## THE TASK:
Which lines of the records below contain the word "rocky"? Show each of them in full, treating uppercase and lowercase as different.

-- start EXCERPTED DATA --

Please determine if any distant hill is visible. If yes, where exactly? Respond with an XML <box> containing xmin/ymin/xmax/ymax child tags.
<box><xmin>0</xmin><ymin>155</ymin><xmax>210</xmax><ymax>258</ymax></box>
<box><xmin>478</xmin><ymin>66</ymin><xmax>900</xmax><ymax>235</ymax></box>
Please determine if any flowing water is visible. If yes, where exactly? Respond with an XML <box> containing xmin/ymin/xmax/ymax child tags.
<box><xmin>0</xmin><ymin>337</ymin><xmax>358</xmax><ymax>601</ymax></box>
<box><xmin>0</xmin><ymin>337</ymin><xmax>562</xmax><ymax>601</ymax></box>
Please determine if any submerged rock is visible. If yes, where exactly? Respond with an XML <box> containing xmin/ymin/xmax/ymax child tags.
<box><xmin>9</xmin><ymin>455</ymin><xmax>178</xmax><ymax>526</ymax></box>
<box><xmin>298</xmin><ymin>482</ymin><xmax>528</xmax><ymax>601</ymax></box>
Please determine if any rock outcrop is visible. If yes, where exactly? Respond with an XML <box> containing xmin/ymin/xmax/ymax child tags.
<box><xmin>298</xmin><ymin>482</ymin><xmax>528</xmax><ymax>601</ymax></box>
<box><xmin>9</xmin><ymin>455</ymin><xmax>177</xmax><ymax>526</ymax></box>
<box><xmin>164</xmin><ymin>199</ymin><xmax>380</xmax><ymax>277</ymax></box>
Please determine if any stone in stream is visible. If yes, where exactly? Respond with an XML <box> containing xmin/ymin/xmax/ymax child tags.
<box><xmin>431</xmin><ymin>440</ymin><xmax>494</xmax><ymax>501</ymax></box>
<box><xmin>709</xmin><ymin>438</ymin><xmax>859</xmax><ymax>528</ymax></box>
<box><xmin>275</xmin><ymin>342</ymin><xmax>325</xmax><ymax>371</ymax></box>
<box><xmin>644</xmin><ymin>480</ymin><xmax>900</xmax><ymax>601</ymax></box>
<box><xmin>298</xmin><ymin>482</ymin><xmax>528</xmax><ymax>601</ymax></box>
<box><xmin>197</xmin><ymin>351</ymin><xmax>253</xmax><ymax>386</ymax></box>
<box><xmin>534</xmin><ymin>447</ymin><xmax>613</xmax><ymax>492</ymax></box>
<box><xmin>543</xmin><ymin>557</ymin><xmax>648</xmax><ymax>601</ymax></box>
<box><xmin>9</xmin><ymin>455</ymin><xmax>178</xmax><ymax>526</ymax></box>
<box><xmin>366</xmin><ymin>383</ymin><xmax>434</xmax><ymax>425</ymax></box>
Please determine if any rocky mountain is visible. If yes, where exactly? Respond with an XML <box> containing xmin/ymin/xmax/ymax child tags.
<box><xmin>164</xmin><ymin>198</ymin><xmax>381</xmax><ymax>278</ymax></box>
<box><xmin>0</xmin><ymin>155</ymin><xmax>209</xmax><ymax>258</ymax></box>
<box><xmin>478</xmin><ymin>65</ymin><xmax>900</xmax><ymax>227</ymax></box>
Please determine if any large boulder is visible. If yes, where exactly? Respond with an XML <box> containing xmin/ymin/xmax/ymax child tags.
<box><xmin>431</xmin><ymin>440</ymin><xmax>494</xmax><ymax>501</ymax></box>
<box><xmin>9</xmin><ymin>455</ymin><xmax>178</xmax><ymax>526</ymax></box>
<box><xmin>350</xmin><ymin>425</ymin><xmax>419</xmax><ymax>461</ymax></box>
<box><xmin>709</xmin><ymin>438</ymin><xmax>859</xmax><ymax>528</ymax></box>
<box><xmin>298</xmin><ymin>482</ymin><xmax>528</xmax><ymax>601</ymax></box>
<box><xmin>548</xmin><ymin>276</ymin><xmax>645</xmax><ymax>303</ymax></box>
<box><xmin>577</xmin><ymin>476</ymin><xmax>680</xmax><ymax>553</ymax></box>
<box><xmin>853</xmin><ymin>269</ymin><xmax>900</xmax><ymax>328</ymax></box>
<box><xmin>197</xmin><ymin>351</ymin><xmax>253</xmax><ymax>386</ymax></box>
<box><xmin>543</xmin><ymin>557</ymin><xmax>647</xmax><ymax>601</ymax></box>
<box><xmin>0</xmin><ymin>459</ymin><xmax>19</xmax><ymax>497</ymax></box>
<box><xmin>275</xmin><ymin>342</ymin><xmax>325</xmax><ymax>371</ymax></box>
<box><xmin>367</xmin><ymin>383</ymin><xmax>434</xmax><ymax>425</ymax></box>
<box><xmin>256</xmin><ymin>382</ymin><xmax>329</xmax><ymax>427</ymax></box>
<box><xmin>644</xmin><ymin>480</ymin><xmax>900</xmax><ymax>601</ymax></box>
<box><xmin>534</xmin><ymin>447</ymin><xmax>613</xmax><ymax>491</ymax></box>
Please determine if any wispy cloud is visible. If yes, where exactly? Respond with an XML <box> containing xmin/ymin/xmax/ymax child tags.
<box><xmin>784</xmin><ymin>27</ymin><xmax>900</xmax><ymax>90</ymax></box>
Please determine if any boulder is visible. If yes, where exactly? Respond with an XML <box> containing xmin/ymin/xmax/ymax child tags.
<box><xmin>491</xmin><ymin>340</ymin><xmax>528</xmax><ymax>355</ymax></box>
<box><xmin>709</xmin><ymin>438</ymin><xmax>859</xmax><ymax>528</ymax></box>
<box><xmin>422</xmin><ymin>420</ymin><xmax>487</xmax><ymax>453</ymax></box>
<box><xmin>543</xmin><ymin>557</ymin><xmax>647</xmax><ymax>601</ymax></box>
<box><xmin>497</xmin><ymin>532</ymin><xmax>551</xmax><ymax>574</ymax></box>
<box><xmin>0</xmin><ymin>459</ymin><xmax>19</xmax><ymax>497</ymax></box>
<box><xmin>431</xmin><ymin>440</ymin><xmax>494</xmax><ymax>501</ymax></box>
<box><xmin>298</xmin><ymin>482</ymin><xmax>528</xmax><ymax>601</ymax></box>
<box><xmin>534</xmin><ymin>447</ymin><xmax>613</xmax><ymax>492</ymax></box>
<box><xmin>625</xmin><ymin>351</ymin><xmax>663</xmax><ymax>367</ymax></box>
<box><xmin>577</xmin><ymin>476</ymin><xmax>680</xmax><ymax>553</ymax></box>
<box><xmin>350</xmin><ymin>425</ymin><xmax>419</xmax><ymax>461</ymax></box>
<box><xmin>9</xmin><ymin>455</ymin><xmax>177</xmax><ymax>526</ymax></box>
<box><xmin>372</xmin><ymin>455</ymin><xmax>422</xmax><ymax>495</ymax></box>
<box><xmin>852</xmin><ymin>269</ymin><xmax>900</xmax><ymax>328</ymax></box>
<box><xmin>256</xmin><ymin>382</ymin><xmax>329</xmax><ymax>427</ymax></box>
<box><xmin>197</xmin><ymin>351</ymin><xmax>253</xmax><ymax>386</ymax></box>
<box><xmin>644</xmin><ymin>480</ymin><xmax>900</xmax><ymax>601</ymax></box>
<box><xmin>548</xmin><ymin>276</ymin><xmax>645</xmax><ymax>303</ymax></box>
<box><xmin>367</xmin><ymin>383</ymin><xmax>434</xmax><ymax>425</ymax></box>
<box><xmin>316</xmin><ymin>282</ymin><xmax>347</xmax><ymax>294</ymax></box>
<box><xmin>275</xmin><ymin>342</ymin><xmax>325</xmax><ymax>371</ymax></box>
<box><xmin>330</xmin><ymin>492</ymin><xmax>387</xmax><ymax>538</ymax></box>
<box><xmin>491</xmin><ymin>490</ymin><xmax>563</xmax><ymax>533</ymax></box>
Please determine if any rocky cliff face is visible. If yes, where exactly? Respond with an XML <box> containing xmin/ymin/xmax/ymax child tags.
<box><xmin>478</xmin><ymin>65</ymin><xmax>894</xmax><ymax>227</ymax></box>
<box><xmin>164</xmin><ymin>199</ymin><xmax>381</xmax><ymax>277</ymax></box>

-- end EXCERPTED DATA --

## TASK RESPONSE:
Please determine if any rocky mountain is visible. If yes, where exactly? Respond with an XML <box> containing xmin/ymin/xmax/ymax child tags.
Please determine if any rocky cliff face is visible. If yes, where exactly? Respond with an XML <box> containing xmin/ymin/xmax/ymax child tags.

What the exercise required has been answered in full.